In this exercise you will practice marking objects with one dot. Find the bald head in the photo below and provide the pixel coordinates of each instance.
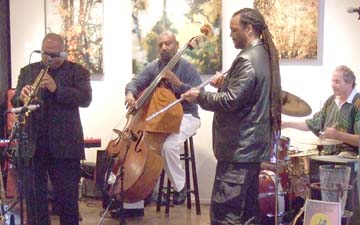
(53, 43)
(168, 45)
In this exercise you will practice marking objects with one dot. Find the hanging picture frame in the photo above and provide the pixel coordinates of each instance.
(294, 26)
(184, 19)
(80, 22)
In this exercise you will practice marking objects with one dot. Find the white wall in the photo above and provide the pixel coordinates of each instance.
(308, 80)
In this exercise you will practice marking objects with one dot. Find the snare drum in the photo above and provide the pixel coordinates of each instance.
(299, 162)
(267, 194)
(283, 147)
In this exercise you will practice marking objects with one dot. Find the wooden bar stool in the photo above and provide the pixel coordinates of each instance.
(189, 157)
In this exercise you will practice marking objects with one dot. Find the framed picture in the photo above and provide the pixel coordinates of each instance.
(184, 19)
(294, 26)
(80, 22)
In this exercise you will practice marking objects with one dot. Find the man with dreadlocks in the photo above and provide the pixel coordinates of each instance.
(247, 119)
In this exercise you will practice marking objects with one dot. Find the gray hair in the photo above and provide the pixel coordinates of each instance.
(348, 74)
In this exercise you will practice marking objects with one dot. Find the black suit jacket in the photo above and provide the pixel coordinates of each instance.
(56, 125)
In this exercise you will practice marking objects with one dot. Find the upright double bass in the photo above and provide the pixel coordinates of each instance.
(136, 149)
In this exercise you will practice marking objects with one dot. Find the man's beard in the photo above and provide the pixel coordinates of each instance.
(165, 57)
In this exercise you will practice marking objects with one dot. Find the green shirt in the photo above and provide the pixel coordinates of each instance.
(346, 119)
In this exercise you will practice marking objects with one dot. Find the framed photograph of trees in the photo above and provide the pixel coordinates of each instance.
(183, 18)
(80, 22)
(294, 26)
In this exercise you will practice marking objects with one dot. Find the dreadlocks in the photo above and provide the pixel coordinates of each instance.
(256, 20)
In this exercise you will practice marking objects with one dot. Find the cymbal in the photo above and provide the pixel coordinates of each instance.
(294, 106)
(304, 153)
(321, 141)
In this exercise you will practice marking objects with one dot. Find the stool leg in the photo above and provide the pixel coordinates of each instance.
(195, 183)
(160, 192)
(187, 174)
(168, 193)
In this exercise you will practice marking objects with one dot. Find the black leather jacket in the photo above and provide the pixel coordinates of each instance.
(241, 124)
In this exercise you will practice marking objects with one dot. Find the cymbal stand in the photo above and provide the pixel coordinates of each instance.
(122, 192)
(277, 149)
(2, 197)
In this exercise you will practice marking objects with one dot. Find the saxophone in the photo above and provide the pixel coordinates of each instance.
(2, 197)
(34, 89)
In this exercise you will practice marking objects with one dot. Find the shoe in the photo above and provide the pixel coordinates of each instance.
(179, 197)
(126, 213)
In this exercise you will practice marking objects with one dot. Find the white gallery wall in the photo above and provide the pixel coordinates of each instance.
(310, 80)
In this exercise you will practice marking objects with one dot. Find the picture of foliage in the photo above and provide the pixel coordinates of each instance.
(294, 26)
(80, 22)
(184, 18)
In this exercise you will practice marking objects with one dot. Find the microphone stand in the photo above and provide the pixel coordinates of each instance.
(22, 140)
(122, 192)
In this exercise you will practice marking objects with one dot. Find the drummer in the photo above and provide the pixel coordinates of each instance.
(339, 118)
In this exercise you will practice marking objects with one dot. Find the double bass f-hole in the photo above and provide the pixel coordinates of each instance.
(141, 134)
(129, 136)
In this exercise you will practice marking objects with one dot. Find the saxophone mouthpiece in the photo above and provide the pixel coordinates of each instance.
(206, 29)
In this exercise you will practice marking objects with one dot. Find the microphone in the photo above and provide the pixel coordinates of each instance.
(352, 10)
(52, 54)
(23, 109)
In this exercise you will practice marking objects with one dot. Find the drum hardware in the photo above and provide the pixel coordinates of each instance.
---------------
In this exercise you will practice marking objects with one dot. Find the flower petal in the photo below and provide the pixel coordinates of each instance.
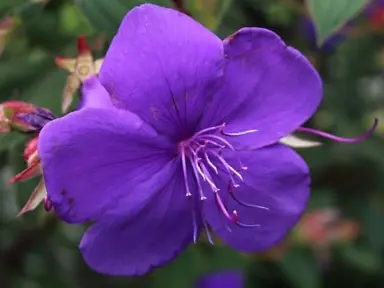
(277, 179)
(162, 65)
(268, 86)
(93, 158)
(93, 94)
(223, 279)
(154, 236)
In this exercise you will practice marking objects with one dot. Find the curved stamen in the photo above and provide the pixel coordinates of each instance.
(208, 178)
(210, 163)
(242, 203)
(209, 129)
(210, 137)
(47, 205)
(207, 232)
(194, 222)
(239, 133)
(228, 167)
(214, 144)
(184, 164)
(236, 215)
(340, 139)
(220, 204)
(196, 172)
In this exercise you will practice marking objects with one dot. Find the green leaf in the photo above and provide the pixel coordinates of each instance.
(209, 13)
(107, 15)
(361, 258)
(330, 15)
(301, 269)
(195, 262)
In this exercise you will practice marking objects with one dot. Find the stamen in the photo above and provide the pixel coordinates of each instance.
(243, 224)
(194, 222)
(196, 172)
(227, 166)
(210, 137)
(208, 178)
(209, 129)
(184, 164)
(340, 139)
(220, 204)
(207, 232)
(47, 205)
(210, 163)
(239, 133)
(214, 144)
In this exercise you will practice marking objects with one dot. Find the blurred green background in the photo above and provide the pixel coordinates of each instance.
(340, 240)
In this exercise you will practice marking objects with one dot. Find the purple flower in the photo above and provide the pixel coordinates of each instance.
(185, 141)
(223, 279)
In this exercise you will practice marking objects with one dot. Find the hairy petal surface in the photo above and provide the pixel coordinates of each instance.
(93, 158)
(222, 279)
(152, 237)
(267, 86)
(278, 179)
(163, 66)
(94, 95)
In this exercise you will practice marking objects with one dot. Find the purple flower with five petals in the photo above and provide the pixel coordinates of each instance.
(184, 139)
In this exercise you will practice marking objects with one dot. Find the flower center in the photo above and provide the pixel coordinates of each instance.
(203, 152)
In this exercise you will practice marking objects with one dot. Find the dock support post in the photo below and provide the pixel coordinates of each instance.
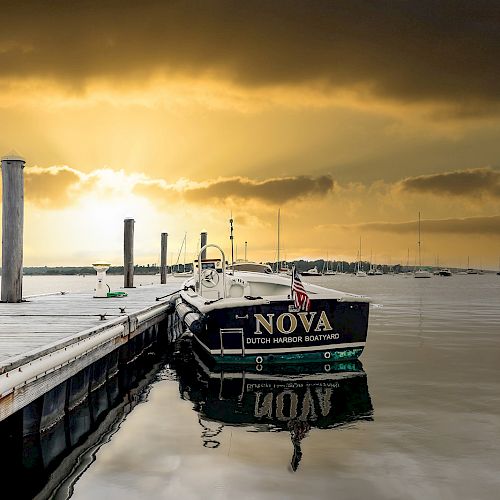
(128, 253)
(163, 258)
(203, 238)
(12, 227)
---------------
EXERCISE REQUIREMENTS →
Transcribe, exactly and without additions, the lines of the records above, beginning with the line that contains "the saxophone in" and ending with the line that contains "the drum hardware", both included.

WRITTEN ANSWER →
In this exercise you will practice marking objects with one dot. Find the saxophone in the photo above and provide the pixel coordinates of each instance.
(2, 197)
(34, 89)
In this exercise you will practice marking objects with one dot. Find the shoe in the photo above and provide the pixel coordinates of each instance.
(179, 197)
(126, 213)
In this exercise you will practice marking objects with one dot. Find the white gallery wall in the photo above and provide the pixel coordinates of each instance.
(310, 80)
In this exercise you will practice marking objects with one dot. Find the picture of foliage in the photo above and provide the pixel coordinates of each instance.
(294, 26)
(80, 22)
(184, 18)
In this exercise you will practice marking objects with one dot. Find the microphone stand in the photo above and provide the pixel coordinates of each instance.
(22, 140)
(122, 192)
In this exercise you will practice marking objects with one dot. Find the drummer in the photo above and provide the pixel coordinates of each instance.
(339, 118)
In this exercise you will practice marking objects with one dot. Find the double bass f-hole in the photo above and provide the pixel coordinates of each instance.
(141, 134)
(129, 136)
In this exercise you will practice marking objects with one dot. Find the saxophone mouthpiece in the photo above and provide the pixel coordinates of each instance.
(206, 29)
In this exercise you will practice marking objects with one dot. Find the microphone in the photo above and provide the pixel coordinates of each instance.
(352, 10)
(52, 54)
(23, 109)
In this exercise you will practice marking objects with one dot. Find the drum hardware in the photo above and provide the pixel coordinates of each instance.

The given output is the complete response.